BEGIN Dataset rows

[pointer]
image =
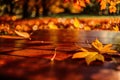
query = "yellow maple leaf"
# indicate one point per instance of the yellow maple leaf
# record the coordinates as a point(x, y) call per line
point(97, 54)
point(116, 28)
point(89, 56)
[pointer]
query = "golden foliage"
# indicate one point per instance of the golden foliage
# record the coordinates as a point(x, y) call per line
point(23, 34)
point(112, 5)
point(116, 28)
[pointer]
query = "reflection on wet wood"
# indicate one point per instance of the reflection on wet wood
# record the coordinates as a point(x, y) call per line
point(30, 59)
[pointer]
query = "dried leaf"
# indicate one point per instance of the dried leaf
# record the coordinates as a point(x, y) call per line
point(22, 34)
point(116, 28)
point(100, 57)
point(76, 23)
point(80, 55)
point(95, 55)
point(102, 49)
point(51, 25)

END Dataset rows

→ What this task involves
Print the data above again in full and unchanged, omitting the picture.

→ Full answer
[pointer]
image =
query = "yellow maple leaf"
# indicate one point per instance of the yellow maple leaf
# record the coordinates as a point(x, y) call per line
point(97, 54)
point(116, 28)
point(89, 56)
[pointer]
query = "golden foliage"
# indicate one point per instance of the golden foliage
# record the coordinates as a point(x, y) call per line
point(23, 34)
point(112, 5)
point(116, 28)
[pointer]
query = "reflection on wet wood"
# indicate one point per instance of the reflection on wet wood
# record the coordinates as a point(x, y) call per line
point(30, 59)
[pointer]
query = "dried leaf"
# indicate one point per instance of the dried leaf
# record the coordinates as a point(x, y) call per line
point(22, 34)
point(116, 28)
point(100, 57)
point(76, 23)
point(80, 55)
point(95, 55)
point(102, 49)
point(51, 25)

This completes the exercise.